_ASSIGNED TASK_
Your task is to retype, exactly and with nothing else, every line from the one containing "point(477, 10)" to the end of the listing.

[SUPPLIED DATA — start]

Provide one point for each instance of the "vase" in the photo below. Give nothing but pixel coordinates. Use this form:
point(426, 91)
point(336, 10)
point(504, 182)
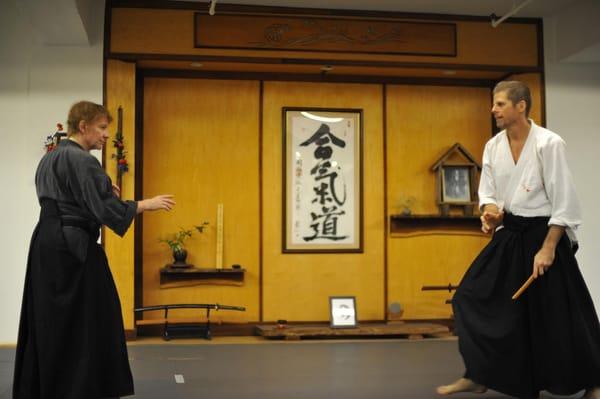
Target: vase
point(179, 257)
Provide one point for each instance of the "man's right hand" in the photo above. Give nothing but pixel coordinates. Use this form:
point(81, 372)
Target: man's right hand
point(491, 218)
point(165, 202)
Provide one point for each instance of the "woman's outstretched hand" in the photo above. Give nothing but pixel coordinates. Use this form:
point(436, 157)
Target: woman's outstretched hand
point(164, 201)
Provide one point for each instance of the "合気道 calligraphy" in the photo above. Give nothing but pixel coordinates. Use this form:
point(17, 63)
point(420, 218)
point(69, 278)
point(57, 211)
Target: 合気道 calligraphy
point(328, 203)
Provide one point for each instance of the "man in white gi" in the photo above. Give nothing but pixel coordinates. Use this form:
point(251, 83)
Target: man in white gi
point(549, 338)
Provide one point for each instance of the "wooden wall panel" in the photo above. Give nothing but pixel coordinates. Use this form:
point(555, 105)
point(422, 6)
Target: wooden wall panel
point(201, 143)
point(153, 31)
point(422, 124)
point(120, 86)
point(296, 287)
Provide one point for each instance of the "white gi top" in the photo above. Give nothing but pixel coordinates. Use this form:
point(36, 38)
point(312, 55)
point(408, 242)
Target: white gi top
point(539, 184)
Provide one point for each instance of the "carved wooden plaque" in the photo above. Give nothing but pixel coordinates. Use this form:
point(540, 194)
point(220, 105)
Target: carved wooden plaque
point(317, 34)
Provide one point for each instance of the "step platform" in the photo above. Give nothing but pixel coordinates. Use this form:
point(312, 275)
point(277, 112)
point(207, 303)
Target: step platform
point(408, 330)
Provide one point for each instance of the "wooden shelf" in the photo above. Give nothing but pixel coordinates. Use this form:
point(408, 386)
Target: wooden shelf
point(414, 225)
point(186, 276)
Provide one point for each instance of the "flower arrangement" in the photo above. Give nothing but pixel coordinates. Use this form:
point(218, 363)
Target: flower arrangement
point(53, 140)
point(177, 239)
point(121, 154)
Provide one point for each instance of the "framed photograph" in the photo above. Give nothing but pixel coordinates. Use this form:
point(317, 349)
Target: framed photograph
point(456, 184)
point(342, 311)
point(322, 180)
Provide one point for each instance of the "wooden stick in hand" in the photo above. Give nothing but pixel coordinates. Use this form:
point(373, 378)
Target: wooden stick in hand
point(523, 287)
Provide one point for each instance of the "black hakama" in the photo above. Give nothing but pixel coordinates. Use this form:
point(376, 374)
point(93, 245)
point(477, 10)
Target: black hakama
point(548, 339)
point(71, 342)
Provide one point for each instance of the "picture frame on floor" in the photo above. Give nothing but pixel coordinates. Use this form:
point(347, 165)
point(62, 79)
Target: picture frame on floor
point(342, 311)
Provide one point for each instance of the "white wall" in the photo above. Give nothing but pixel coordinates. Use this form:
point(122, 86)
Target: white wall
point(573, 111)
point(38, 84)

[SUPPLIED DATA — finish]

_SOLUTION FOR THIS EXERCISE_
point(477, 10)
Target: black hakama
point(548, 339)
point(71, 342)
Provide one point for each instance of the "picture frame on floor" in the photo above. Give nothing but pixel coordinates. Use this form:
point(347, 165)
point(62, 79)
Target: picture frame on floor
point(342, 311)
Provide one point for each instance of the "white wall" in the photo above. Give nothing but pixel coordinates. Use this form:
point(122, 86)
Target: white wall
point(573, 111)
point(38, 84)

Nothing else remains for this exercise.